Entries

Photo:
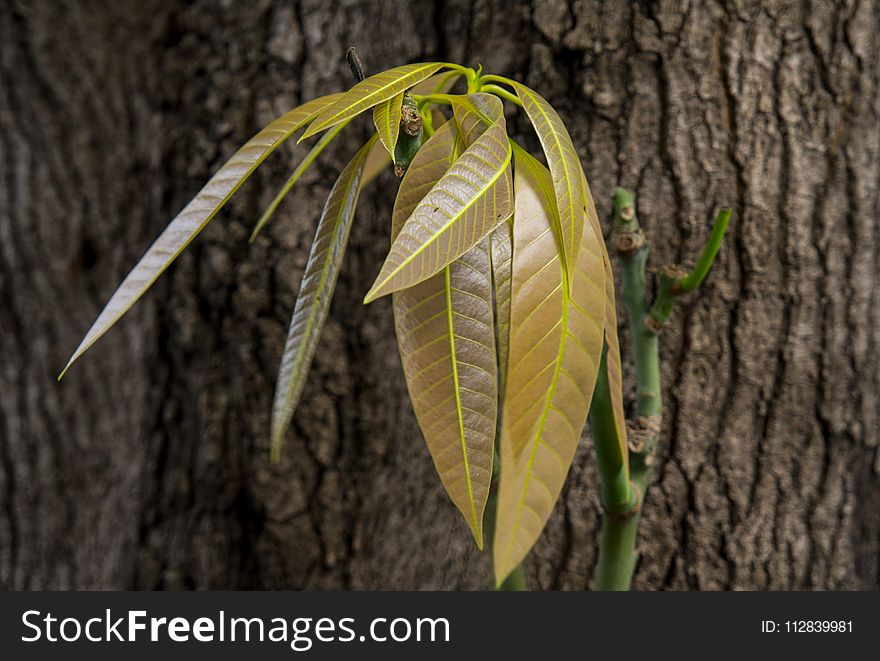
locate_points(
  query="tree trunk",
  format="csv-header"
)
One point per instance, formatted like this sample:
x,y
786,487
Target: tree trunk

Goal
Swap each "tree trunk" in these lines for "tree stem" and give the lines again with nothing else altered. Leave the picture out of your answer.

Solved exercise
Photo:
locate_points(
  query="tree stem",
  format="csv-header"
)
One point per instance, formatted like this sample:
x,y
786,487
Target: tree stem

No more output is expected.